Document excerpt

Our research demonstrated that improvements in accuracy were obtained using the CoDoC system while saving clinician’s time compared to a standard AI-enabled workflow. The CoDoC framework already supports the introduction of tunable constraints/penalties on the deferral rate, and this could be adjusted based on desired savings for clinician time as a trade-off with composite accuracy. However, further health economic research and detailed per-hospital considerations would be needed to determine the right trade-offs, beyond the scope of the present work.
While our mammography test set was representative for UK practice, the US mammography dataset 2 was enriched for cancer prevalence compared to national practice. We simulated deployment scenarios for CoDoC with retrospective datasets, but quantifying the performance gains that result from clinician-AI interaction would require prospective reader studies and exploration of other aspects of human-AI complementarity orthogonal to the deferral decision - for example AI onboarding, trust and mental models.
The same limitation was also true of the CXR examinations used to triage Xpert tests for TB screening, in which multiple non-TB pathologies may be noticed by a radiologist but not classified by AI tools used to screen TB. Incorporating these tasks would require further research. Furthermore, although Xpert is regarded by WHO guidelines as an acceptable reference standard for evaluating AI systems, the gold standard would be full sputum culture for all participants. However, this was true for both AI and human radiologists in the dataset presented, so no selection or measurement bias was introduced and our approach was consistent with prior published work. CoDoC did not achieve uniform performance gains across the whole ROC curve. In the datasets we considered, the ROC range in which superiority was demonstrated coincided with regions of clinically-relevance (as illustrated by benchmarks of clinician sensitivity or specificity for screening decisions), but this may not be guaranteed for other applications of the CoDoC paradigm.

Records provided

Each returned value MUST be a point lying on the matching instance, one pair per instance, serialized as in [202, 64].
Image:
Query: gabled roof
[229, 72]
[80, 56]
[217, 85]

What to do
- 1) According to the passage on the CoDoC system, what would be the gold standard instead of Xpert?
- 2) Continue the passage on the CoDoC system from its last sentence.

Answers by item
- 1) Full sputum culture for all participants.

- 2)
Beyond average diagnostic performance, variation among different population subgroups is an important concern as it can amplify health inequalities. This is a significant challenge for both standalone diagnostic AI systems and clinician experts, both shown to exhibit significant variation in population subgroup performance for a range of medical applications49. Preliminary analysis suggests that CoDoC does reduce variability in performance between different subpopulations, but further work is required to rigorously validate this, alongside further important distribution shifts for real-world medical AI, such as variations in instrumentation, acquisition and imaging technology.